[SOURCE]
----

Oct. 30, 2019, 8:55 AM

Eleanor McManus is a public relations expert and former CNN journalist, and also a partner at Washington law firm Davis Goldberg & Galper. Yet she isn’t a lawyer.

Some law firms in the nation’s capital have incorporated non-legal experts as co-owners, capitalizing on a unique District of Columbia Bar rule modification that could be instructive as changes to the same rule are considered elsewhere.

“To give the best legal advice, we needed the best PR mind,” said Davis Goldberg & Galper partner Adam Goldberg. “Her value here is equal” to the other partners.

The D.C. Bar rule change, implemented decades ago, allows the firm to leverage the skill set McManus brings to the boutique, which lies “at the intersection of business, law, policy and politics, and the media,” according to the firm’s website.

----

[ENTRIES SUPPLIED]
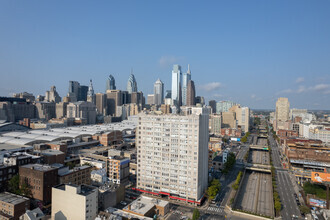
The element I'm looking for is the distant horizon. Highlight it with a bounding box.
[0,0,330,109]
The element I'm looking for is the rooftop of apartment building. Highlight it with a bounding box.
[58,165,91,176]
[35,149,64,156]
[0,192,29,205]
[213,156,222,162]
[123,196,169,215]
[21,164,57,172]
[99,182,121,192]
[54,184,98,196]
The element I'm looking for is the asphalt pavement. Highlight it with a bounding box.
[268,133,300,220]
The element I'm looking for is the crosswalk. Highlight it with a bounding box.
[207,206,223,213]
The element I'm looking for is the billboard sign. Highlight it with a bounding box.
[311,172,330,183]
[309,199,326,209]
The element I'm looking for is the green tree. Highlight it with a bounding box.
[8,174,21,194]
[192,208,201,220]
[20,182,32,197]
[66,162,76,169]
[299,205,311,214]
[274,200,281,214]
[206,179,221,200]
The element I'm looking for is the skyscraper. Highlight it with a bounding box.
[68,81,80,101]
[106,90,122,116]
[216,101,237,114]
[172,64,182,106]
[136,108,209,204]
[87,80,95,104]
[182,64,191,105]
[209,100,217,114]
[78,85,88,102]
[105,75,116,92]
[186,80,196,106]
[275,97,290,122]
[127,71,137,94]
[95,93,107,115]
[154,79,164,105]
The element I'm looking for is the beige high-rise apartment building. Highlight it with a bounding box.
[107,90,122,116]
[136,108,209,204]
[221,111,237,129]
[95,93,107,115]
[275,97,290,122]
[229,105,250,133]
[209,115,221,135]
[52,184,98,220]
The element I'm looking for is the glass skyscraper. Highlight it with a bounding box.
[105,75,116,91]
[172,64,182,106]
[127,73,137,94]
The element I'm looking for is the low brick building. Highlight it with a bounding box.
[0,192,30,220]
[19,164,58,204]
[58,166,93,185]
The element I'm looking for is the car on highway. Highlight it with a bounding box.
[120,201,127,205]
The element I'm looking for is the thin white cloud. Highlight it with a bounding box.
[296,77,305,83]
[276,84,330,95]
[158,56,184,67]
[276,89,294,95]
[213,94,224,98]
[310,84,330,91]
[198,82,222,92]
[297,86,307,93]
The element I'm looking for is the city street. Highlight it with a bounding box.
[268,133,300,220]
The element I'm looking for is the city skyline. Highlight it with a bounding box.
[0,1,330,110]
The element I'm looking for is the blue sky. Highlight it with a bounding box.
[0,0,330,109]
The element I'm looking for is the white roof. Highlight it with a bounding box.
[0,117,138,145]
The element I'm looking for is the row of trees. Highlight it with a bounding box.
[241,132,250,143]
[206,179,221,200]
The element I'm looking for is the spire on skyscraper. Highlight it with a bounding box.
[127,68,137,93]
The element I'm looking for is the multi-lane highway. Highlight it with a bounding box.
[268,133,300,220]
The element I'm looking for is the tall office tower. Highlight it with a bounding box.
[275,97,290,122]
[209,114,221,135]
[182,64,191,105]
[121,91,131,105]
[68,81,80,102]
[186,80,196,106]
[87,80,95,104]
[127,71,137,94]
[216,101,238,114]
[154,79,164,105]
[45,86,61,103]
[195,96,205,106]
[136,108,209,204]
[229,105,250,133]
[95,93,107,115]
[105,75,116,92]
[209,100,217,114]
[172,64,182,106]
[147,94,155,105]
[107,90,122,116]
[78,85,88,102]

----

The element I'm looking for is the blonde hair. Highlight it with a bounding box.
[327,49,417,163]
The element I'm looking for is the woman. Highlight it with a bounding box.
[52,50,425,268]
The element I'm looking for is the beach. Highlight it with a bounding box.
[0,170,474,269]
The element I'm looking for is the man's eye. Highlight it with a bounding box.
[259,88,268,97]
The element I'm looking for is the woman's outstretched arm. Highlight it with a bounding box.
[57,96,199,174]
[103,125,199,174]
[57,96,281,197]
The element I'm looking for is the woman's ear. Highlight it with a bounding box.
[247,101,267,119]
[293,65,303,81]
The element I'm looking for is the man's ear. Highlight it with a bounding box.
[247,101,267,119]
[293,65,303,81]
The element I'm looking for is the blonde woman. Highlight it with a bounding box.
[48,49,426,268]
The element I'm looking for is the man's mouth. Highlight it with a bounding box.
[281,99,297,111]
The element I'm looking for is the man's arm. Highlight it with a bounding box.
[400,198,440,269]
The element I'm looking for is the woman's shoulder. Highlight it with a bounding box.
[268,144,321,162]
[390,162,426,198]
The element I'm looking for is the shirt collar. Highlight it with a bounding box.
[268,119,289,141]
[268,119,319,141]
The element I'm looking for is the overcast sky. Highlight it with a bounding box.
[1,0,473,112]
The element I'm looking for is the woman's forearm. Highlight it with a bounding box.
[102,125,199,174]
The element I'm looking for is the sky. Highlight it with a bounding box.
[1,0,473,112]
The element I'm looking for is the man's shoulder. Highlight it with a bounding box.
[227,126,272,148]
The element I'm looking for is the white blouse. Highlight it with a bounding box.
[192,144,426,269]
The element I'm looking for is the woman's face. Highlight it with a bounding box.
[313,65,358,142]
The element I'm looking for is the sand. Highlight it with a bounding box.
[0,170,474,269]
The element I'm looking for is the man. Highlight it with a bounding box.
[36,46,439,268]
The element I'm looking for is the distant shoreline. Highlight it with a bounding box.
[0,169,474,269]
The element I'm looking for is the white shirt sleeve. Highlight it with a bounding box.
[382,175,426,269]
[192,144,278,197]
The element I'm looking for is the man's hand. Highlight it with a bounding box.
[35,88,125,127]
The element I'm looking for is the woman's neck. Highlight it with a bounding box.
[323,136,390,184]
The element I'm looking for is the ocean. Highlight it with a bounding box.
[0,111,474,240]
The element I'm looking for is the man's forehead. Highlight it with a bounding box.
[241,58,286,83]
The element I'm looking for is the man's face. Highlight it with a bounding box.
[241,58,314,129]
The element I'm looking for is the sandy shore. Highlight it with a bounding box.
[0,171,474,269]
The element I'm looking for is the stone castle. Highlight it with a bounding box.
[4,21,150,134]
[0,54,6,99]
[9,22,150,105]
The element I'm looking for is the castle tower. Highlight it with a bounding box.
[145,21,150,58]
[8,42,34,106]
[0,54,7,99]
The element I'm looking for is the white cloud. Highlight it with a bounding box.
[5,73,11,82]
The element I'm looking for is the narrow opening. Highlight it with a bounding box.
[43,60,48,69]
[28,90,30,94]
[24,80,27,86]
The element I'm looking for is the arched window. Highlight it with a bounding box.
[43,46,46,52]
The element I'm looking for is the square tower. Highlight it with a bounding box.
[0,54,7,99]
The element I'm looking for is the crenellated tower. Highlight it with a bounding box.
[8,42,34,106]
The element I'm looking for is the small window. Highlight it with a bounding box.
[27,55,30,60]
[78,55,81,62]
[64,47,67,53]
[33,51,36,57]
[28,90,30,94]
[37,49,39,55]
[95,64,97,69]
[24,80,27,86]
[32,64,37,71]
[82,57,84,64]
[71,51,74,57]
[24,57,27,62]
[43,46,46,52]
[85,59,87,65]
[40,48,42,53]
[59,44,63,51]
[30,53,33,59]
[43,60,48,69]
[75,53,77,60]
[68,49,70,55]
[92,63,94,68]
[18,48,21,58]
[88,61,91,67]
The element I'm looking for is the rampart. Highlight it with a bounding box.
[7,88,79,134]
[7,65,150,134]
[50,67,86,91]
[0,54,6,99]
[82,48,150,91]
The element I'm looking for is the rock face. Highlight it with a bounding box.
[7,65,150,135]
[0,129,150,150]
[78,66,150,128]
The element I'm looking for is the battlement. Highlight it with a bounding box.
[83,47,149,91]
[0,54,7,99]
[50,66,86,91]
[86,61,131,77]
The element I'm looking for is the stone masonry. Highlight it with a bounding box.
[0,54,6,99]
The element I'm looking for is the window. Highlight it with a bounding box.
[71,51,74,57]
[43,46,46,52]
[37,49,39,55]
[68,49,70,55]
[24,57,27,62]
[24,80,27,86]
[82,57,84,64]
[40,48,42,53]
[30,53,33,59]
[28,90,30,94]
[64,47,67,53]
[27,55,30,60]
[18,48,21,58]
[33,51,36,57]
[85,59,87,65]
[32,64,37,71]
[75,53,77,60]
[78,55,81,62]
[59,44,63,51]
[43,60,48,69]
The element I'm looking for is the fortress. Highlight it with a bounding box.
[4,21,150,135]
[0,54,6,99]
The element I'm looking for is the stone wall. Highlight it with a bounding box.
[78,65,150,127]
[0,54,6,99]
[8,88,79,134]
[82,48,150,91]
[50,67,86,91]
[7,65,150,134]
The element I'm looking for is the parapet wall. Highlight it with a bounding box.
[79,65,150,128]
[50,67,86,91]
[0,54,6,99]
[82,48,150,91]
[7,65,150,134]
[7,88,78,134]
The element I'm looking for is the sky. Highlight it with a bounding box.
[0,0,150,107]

----

[SHORT PROBLEM 1] Summarize the article about Eleanor McManus in two sentences.
[SHORT PROBLEM 2] Copy out the rows beginning with the line that contains "The element I'm looking for is the asphalt" and continuing through the line that contains "[52,184,98,220]", with both of those lines included.
The text and the rows come from different sources.

[WORKED ANSWER 1] Eleanor McManus, a public relations expert and former CNN journalist, is a partner at the Washington law firm Davis Goldberg & Galper even though she is not a lawyer. A District of Columbia Bar rule change made decades ago lets some firms in the capital take on non-legal experts as co-owners, and partner Adam Goldberg said her value equals that of the other partners.

[WORKED ANSWER 2]
The element I'm looking for is the asphalt pavement. Highlight it with a bounding box.
[268,133,300,220]
The element I'm looking for is the crosswalk. Highlight it with a bounding box.
[207,206,223,213]
The element I'm looking for is the billboard sign. Highlight it with a bounding box.
[311,172,330,183]
[309,199,326,209]
The element I'm looking for is the green tree. Highlight it with a bounding box.
[8,174,21,194]
[192,208,201,220]
[20,182,32,197]
[66,162,76,169]
[299,205,311,214]
[274,200,281,214]
[206,179,221,200]
The element I'm looking for is the skyscraper. Highlight it with a bounding box.
[68,81,80,101]
[106,90,122,116]
[216,101,237,114]
[172,64,182,106]
[136,108,209,204]
[87,80,95,104]
[182,64,191,105]
[209,100,217,114]
[78,85,88,102]
[105,75,116,92]
[186,80,196,106]
[275,97,290,122]
[127,71,137,94]
[95,93,107,115]
[154,79,164,105]
The element I'm looking for is the beige high-rise apartment building. Highlight it with a bounding box.
[107,90,122,116]
[136,108,209,204]
[221,111,237,129]
[95,93,107,115]
[275,97,290,122]
[229,105,250,133]
[209,115,221,135]
[52,184,98,220]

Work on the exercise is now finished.